(Dataset records)
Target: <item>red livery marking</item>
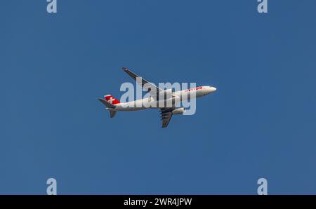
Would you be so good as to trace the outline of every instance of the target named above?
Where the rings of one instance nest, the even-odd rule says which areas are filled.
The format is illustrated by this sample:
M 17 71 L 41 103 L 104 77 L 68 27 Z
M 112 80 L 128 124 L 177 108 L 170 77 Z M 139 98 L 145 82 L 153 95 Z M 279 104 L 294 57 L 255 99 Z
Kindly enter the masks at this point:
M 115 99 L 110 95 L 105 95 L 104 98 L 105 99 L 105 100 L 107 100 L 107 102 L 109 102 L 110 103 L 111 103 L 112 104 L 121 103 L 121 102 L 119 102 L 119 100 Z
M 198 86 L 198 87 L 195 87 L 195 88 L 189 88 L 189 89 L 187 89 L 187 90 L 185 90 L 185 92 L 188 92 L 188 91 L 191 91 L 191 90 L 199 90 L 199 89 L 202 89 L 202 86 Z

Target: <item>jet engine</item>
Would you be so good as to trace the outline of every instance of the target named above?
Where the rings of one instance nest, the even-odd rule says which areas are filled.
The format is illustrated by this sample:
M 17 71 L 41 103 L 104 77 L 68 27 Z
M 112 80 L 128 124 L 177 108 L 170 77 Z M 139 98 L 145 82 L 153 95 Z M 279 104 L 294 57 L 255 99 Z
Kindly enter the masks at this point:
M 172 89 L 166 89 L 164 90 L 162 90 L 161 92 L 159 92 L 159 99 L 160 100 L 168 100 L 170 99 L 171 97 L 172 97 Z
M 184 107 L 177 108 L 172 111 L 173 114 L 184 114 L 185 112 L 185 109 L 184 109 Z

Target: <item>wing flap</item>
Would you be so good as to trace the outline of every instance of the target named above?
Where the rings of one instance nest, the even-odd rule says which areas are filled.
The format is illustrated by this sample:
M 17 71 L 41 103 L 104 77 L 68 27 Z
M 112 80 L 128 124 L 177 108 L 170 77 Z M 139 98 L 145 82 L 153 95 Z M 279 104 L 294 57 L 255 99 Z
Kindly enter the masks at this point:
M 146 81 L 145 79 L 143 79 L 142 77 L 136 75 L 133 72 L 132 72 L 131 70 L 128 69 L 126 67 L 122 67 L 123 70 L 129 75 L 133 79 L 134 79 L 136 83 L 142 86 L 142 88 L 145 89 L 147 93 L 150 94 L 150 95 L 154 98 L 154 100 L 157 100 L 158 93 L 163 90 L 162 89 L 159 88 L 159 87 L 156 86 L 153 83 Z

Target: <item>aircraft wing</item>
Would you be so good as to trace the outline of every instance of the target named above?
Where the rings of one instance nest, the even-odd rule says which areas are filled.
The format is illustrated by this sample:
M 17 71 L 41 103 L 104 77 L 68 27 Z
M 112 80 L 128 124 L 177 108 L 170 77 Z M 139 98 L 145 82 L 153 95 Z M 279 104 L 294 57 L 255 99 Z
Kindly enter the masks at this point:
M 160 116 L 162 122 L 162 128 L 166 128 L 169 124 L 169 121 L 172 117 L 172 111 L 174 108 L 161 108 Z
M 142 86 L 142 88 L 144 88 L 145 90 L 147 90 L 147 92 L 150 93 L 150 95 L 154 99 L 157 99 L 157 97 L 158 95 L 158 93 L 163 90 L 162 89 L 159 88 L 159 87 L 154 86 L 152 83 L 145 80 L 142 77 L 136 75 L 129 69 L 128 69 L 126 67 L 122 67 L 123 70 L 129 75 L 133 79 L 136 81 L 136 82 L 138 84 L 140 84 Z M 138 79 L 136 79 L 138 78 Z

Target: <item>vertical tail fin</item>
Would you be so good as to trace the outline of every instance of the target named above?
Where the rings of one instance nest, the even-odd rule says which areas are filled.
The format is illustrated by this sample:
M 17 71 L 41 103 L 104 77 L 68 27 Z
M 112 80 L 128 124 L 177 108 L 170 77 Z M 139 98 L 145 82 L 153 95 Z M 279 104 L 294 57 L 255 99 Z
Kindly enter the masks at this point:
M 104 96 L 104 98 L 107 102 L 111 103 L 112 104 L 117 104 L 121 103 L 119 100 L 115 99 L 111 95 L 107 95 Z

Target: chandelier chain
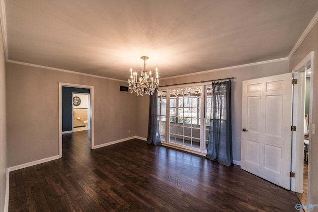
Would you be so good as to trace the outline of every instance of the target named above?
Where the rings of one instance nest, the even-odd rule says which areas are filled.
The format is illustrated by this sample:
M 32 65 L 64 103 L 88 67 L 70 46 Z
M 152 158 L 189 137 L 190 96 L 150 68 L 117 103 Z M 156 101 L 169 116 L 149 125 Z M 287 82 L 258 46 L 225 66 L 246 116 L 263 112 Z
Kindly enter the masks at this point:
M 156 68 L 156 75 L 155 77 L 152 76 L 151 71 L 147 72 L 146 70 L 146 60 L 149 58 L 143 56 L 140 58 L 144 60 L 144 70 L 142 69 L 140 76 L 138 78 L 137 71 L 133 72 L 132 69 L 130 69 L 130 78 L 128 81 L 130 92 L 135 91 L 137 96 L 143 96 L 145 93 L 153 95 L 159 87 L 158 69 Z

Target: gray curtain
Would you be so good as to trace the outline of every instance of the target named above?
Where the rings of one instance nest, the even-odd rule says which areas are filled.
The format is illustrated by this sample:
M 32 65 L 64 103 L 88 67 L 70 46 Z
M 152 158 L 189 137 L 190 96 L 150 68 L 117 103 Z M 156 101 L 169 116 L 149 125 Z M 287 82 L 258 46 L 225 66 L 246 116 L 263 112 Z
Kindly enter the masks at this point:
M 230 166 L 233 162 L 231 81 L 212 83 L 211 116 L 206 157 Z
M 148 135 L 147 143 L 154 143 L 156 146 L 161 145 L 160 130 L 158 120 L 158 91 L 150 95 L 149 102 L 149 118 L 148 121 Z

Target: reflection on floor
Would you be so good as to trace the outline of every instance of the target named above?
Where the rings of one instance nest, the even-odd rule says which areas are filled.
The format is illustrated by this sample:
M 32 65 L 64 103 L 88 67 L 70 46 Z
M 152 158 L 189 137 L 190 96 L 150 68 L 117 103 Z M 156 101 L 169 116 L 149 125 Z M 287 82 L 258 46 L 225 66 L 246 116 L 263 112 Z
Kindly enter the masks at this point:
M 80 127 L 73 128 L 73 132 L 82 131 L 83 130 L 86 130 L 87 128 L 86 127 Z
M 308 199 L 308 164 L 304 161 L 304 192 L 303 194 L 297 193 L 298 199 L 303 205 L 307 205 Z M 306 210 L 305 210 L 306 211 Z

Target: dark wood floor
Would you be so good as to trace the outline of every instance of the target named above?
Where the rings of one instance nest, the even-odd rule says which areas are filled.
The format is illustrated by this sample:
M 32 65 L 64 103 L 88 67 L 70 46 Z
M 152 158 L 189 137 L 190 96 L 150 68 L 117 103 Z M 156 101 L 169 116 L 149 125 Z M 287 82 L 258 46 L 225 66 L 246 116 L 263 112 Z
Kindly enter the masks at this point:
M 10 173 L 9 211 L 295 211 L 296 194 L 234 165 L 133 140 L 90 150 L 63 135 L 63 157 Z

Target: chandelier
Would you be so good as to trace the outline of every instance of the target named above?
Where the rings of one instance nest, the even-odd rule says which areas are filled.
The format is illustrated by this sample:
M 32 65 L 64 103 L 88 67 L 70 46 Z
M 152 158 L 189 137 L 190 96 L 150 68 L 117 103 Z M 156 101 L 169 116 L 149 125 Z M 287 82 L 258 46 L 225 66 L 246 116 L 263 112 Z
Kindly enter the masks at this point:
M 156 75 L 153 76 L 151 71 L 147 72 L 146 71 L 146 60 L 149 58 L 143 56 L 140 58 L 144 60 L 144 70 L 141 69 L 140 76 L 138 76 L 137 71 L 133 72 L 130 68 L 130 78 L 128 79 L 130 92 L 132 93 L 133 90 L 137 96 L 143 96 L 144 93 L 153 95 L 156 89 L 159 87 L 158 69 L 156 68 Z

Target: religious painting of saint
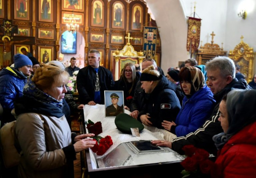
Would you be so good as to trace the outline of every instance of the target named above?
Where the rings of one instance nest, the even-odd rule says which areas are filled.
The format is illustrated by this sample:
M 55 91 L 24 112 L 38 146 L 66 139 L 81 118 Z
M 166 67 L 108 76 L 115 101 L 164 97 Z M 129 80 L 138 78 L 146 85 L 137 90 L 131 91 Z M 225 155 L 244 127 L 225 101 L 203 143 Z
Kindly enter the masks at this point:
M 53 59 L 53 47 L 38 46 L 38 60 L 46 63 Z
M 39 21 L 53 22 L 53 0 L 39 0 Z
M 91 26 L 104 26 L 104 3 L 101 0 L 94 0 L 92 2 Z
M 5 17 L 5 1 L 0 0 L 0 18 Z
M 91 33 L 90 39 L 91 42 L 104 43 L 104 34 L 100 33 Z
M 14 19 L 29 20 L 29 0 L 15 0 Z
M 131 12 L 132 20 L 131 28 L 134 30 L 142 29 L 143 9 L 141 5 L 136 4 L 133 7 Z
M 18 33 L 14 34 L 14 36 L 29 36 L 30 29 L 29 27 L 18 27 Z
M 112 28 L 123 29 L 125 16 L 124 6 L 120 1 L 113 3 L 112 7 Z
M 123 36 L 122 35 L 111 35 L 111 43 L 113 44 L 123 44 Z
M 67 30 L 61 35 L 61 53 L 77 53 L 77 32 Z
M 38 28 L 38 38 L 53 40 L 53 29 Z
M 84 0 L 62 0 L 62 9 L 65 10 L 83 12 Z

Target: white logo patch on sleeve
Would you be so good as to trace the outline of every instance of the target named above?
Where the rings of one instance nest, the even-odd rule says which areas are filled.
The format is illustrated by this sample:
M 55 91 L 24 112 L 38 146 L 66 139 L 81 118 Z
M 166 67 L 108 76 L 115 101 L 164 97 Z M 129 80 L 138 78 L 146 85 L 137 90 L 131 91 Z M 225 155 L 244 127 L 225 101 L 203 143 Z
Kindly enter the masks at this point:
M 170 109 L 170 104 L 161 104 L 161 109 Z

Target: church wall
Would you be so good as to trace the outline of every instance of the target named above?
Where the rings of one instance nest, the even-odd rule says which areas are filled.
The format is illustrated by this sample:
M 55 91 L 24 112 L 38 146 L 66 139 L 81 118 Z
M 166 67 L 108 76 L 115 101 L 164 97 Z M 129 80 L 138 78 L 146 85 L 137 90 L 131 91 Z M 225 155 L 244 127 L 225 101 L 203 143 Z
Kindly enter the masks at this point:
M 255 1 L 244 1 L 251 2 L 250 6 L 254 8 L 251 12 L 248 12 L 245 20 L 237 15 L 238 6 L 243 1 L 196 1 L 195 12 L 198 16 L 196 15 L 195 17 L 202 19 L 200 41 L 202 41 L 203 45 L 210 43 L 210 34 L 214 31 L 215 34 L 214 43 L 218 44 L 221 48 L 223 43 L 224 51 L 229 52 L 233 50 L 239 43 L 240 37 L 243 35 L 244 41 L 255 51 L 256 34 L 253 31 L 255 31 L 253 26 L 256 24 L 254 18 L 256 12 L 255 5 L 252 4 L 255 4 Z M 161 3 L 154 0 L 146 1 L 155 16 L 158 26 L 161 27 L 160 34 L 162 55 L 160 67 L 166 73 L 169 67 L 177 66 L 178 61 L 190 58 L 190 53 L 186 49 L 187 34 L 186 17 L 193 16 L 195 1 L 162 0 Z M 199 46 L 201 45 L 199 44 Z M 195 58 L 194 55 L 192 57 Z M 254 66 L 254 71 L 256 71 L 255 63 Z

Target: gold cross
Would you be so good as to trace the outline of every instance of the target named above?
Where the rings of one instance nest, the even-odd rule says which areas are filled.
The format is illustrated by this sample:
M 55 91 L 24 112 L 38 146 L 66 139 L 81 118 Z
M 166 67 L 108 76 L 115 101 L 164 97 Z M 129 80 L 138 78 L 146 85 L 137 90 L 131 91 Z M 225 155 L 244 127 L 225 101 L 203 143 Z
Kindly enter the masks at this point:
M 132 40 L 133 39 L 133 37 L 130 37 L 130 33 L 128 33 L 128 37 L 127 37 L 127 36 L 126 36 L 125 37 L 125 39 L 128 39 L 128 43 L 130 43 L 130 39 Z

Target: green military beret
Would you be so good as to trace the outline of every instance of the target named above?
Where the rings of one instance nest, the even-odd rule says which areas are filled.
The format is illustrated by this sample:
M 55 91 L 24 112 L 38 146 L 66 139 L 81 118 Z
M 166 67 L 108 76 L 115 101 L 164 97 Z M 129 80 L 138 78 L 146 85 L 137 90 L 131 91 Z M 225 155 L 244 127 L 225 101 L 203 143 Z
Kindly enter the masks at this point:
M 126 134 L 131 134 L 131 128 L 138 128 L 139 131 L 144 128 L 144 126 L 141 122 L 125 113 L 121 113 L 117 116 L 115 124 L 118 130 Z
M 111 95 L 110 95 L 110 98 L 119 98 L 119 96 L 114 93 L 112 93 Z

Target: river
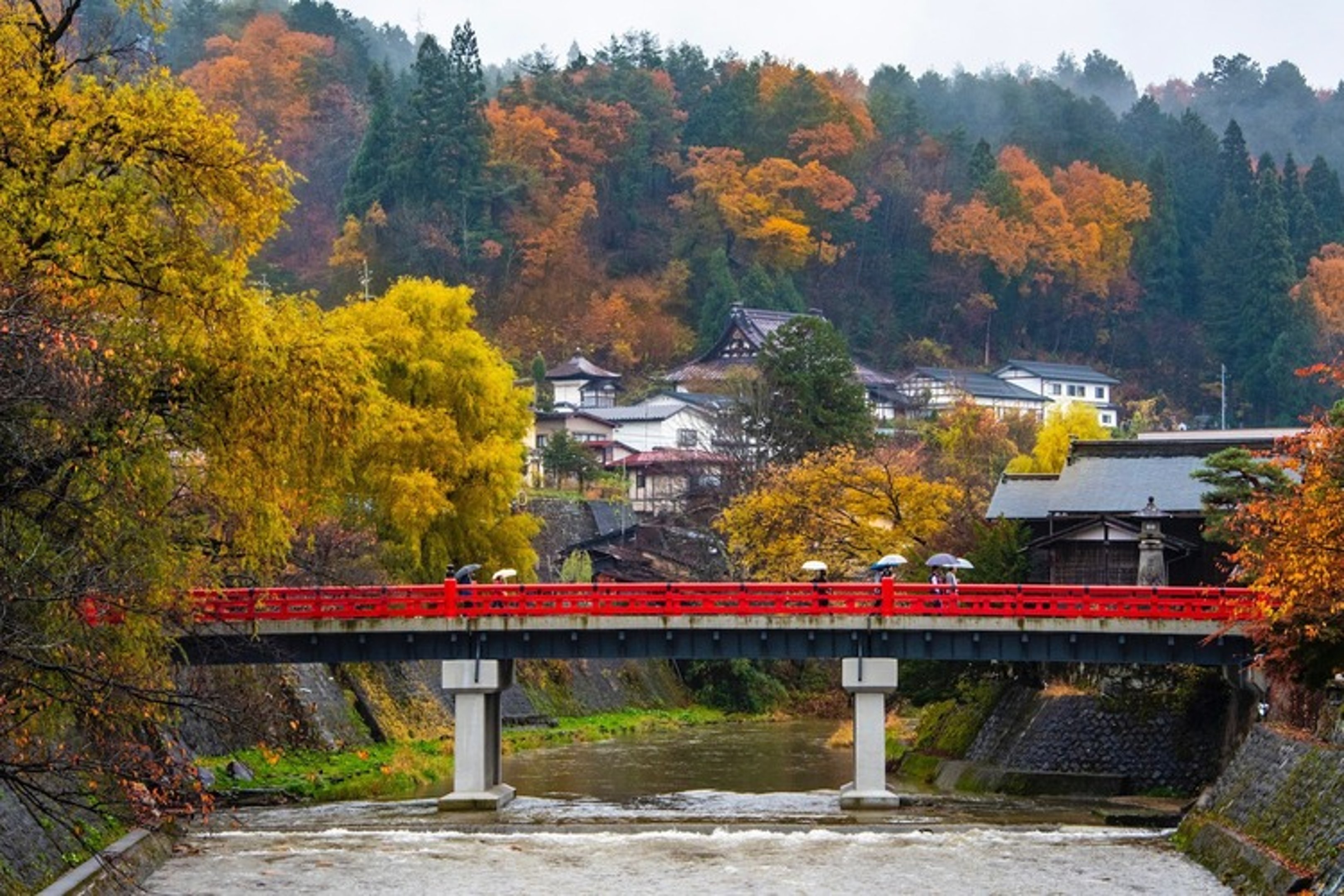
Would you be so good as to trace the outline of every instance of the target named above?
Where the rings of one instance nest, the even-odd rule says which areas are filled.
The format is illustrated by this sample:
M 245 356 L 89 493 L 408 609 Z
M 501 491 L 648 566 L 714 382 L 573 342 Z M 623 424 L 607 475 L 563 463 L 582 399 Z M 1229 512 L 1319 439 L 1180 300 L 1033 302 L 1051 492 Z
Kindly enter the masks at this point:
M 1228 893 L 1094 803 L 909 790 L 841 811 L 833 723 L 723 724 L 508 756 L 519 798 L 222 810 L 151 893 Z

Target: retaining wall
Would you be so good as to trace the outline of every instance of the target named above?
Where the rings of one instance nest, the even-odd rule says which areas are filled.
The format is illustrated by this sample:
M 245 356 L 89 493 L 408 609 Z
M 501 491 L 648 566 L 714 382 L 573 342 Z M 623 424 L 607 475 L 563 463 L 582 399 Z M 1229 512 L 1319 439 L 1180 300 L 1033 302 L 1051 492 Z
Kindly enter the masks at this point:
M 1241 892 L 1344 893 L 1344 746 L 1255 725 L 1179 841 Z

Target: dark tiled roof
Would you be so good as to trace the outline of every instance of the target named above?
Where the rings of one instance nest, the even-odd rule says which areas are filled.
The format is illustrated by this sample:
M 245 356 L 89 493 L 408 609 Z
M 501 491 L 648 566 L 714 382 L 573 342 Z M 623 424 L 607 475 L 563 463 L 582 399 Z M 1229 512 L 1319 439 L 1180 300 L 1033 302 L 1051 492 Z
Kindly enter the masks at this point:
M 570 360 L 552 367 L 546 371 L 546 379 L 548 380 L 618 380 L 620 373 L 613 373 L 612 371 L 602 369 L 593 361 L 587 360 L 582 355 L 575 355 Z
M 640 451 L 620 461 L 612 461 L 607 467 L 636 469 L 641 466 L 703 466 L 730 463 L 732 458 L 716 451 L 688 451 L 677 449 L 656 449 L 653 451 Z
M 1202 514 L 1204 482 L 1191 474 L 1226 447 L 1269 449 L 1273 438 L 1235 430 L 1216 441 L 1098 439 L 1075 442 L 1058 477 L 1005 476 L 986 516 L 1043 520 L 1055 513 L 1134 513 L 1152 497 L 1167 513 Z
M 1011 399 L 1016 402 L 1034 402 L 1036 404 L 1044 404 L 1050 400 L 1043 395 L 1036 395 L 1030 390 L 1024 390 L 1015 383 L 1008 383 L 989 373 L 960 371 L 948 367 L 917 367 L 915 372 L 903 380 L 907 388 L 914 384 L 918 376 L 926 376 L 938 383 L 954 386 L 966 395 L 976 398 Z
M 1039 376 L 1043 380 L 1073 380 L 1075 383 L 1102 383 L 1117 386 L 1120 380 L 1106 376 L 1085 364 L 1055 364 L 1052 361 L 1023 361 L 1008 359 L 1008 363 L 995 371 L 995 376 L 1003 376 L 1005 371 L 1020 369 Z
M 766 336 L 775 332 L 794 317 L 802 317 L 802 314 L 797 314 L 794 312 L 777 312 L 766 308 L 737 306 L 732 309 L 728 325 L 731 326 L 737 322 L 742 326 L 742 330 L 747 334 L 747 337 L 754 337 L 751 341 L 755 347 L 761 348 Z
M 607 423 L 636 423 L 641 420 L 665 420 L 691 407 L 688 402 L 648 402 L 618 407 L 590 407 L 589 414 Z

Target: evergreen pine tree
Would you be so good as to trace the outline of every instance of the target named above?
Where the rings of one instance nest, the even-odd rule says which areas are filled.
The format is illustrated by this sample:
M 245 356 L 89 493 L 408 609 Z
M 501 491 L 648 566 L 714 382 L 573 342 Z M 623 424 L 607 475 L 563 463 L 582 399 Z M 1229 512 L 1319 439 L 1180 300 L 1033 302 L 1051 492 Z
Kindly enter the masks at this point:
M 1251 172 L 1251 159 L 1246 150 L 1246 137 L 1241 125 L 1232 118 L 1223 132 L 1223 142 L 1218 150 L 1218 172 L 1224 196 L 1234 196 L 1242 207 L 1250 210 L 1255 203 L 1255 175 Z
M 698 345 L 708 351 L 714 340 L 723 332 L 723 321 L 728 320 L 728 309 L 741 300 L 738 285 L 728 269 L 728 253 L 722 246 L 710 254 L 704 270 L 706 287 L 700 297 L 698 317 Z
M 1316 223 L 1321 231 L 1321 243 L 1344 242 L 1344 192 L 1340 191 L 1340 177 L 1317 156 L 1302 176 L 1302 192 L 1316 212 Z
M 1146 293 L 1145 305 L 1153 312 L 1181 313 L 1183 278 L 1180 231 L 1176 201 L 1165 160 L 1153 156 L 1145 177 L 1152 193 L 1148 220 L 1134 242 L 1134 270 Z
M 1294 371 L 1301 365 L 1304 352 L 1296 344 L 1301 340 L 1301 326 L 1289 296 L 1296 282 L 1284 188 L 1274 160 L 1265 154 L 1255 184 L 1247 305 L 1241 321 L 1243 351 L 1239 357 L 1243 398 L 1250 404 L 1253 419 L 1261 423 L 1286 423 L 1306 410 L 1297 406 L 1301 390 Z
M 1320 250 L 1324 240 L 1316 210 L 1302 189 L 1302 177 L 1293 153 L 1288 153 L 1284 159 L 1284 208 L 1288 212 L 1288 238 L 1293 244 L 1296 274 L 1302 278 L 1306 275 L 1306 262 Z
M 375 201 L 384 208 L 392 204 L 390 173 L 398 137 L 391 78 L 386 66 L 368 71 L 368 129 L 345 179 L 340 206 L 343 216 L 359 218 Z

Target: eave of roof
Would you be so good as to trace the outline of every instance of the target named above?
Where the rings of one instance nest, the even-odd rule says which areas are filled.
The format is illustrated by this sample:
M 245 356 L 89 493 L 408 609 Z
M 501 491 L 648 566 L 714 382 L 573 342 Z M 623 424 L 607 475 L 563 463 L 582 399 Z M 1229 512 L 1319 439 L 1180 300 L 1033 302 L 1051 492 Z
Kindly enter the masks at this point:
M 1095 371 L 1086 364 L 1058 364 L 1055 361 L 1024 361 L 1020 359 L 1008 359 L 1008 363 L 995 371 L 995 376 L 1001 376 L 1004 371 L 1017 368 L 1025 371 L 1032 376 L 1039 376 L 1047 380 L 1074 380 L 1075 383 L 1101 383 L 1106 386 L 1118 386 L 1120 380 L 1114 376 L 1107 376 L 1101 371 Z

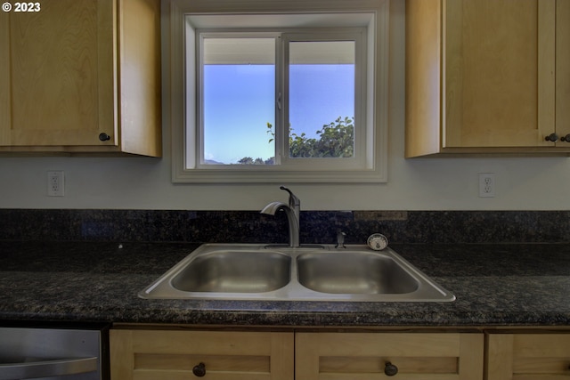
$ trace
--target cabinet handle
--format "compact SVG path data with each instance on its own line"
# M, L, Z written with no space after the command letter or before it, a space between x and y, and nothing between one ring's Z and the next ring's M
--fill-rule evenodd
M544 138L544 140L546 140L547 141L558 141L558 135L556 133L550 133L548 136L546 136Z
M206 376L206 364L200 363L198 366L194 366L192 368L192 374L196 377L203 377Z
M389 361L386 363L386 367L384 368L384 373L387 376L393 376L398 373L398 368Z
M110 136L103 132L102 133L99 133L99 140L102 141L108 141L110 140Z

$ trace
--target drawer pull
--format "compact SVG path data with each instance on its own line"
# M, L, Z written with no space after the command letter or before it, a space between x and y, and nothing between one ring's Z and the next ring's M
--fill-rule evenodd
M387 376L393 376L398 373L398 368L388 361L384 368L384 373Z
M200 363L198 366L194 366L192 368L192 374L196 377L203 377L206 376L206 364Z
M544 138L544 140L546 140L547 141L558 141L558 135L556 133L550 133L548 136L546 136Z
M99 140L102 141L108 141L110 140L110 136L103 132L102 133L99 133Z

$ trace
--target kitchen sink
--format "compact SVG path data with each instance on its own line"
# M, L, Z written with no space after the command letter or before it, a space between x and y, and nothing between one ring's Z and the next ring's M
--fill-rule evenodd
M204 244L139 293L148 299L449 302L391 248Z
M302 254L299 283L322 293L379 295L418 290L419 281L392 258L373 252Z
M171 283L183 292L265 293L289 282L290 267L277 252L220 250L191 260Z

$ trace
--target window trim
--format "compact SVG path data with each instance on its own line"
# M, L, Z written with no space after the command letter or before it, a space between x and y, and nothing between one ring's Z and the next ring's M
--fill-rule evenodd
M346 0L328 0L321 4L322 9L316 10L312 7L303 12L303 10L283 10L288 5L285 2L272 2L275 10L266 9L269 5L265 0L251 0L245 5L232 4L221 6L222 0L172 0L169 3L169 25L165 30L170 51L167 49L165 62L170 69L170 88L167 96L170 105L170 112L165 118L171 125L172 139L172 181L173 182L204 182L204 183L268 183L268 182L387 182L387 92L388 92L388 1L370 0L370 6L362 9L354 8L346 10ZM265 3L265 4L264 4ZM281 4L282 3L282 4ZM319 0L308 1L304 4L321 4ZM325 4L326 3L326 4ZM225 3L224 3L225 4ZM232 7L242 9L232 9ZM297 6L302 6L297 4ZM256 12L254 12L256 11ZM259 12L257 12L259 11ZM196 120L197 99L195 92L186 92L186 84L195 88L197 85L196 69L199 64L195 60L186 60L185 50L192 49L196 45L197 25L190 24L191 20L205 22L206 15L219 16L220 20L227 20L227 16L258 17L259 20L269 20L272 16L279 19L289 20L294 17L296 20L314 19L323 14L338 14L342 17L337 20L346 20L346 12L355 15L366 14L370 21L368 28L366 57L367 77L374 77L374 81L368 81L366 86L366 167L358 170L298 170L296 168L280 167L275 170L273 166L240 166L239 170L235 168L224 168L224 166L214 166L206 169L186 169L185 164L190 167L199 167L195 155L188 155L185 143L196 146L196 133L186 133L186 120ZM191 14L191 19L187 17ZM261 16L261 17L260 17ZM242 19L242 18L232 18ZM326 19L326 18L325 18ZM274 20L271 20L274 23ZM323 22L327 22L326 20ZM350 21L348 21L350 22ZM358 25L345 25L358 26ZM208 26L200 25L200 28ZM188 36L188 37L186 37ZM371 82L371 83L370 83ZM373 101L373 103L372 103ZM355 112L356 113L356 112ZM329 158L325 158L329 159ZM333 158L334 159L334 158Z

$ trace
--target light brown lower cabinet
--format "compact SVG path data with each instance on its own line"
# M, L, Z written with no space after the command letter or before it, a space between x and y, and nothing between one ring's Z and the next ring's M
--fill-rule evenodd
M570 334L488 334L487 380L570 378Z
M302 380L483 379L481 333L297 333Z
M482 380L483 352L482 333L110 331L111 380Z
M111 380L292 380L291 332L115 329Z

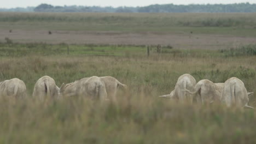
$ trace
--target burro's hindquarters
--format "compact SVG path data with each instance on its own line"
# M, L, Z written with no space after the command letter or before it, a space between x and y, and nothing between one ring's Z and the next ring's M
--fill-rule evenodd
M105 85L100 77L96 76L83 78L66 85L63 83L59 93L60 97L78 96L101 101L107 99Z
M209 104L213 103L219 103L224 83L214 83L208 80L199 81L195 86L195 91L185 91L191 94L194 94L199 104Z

:: Aim ::
Lay out the rows from the line containing "Target: <item>vertical tail fin</item>" through the line containing "M 104 96 L 104", both included, as a JSON list of strings with one string per line and any blank lines omitted.

:: The solution ::
[
  "Target: <item>vertical tail fin</item>",
  "Would you be so good as to trace the outline of every instance of the target named above?",
  "Where the rings of one instance nest, the even-odd rule says which areas are filled.",
  "The format is illustrated by this sample:",
  "M 17 71 L 41 103 L 104 77 L 68 27 Z",
  "M 112 80 L 128 124 L 177 108 L 170 77 Z M 139 98 L 145 82 L 153 95 Z M 279 104 L 294 57 L 255 99 Z",
  "Kindly enter the masks at this point:",
  "M 104 96 L 104 98 L 107 102 L 111 103 L 112 104 L 117 104 L 121 103 L 119 100 L 115 99 L 111 95 L 107 95 Z"
]